State ex rel. Johnson v. Weinberg

Citation151 S.W.2d 134,235 Mo.App. 1274
PartiesSTATE OF MISSOURI, EX REL. WILLIE CARSON JOHNSON AND W. G. JOHNSON, DEFENDANTS IN ERROR, v. B. F. WEINBERG AND AMERICAN SURETY COMPANY OF NEW YORK, PLAINTIFFS IN ERROR
Decision Date07 April 1941
CourtCourt of Appeals of Kansas

Error to Circuit Court of Vernon County.--Hon. Thomas W. Martin Judge.

AFFIRMED (conditionally).

Henderson Deacy, Henderson & Swofford and Joseph Koralchik for plaintiffs in error.

(1) Where a defendant in an attachment suit sues upon the bond he is only entitled to recover damages which are the proximate result of the attachment, and where the attachment is dissolved or where the defendant gives bond before the trial of the case on the merits and his property is released from the attachment, he is not entitled to recover expenses incurred or paid out in connection with the defense of the case on the merits. State to the use of Russell v. Fargo et al., 151 Mo. 280; State ex rel. Nova Conway v Binney, 127 Mo.App. 710; State ex rel. v. Conran, 212 S.W. 869; State ex rel. v. Yount, 286 Mo.App. 258. (2) In a suit on an attachment bond, evidence relating to expenses incurred by the defendant therein subsequent to the release of his property from the attachment and in defending the case on the merits, is incompetent, irrelevant and immaterial. State to the use of Russell v. Fargo et al., 151 Mo. 280; State ex rel. Nova Conway v. Binney, 127 Mo.App. 710; State ex rel. v. Conran, 212 S.W. 869; State ex rel. v. Yount, 186 Mo.App. 258. (3) Where plaintiff in a suit on an attachment bond claims special damages by reason of attorney's fees paid out or incurred to non-resident lawyers of Missouri for services rendered outside the State of Missouri, the burden is upon the plaintiff to prove the reasonableness of such charges. State ex rel. v. Seavey & Flarsheim, 137 Mo.App. 1.

C. H. Ewald and Ewing, Ewing & Ewing for defendants in error.

:: Your tasks ::
1. On what date was the case in the case summary decided?
2. Rewrite the portion of the case summary starting at "Citation151 S.W.2d 134,235" and ending at "plaintiffs in error.", substituting "Cass County" for "Vernon County".

Records:

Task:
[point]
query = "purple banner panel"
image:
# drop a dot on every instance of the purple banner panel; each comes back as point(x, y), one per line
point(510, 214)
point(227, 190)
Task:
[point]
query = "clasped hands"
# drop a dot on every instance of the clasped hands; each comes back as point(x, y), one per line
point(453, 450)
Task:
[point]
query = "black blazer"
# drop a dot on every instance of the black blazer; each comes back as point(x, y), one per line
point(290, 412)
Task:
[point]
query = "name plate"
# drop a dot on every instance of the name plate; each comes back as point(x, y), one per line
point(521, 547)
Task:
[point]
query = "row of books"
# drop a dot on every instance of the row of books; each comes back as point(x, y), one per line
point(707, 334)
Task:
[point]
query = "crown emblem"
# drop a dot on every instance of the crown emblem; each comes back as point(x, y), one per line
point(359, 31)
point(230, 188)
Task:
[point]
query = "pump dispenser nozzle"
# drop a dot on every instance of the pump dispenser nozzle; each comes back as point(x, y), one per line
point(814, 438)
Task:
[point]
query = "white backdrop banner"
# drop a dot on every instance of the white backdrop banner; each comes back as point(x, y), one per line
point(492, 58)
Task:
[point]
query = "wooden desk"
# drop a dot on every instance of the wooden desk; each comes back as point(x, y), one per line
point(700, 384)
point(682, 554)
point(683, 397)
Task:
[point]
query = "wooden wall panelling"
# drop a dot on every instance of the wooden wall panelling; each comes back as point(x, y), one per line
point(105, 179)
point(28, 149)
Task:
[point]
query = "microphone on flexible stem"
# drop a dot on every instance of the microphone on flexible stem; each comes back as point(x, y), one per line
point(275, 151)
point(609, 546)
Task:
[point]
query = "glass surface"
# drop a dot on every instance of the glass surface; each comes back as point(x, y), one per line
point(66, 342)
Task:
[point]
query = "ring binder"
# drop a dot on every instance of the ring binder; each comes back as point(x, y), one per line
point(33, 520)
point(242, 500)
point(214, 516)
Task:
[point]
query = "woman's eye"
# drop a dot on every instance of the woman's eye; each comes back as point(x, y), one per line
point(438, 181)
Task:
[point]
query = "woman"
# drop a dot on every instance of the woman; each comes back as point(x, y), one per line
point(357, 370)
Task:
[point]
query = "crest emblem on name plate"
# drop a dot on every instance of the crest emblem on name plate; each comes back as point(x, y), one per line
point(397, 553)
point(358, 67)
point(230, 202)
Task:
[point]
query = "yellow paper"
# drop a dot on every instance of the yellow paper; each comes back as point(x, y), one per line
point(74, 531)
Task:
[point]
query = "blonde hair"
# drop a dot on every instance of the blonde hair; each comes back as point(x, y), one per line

:: Response list ::
1. 07 April 1941

2.
Citation151 S.W.2d 134,235 Mo.App. 1274
PartiesSTATE OF MISSOURI, EX REL. WILLIE CARSON JOHNSON AND W. G. JOHNSON, DEFENDANTS IN ERROR, v. B. F. WEINBERG AND AMERICAN SURETY COMPANY OF NEW YORK, PLAINTIFFS IN ERROR
Decision Date07 April 1941
CourtCourt of Appeals of Kansas

Error to Circuit Court of Cass County.--Hon. Thomas W. Martin Judge.

AFFIRMED (conditionally).

Henderson Deacy, Henderson & Swofford and Joseph Koralchik for plaintiffs in error.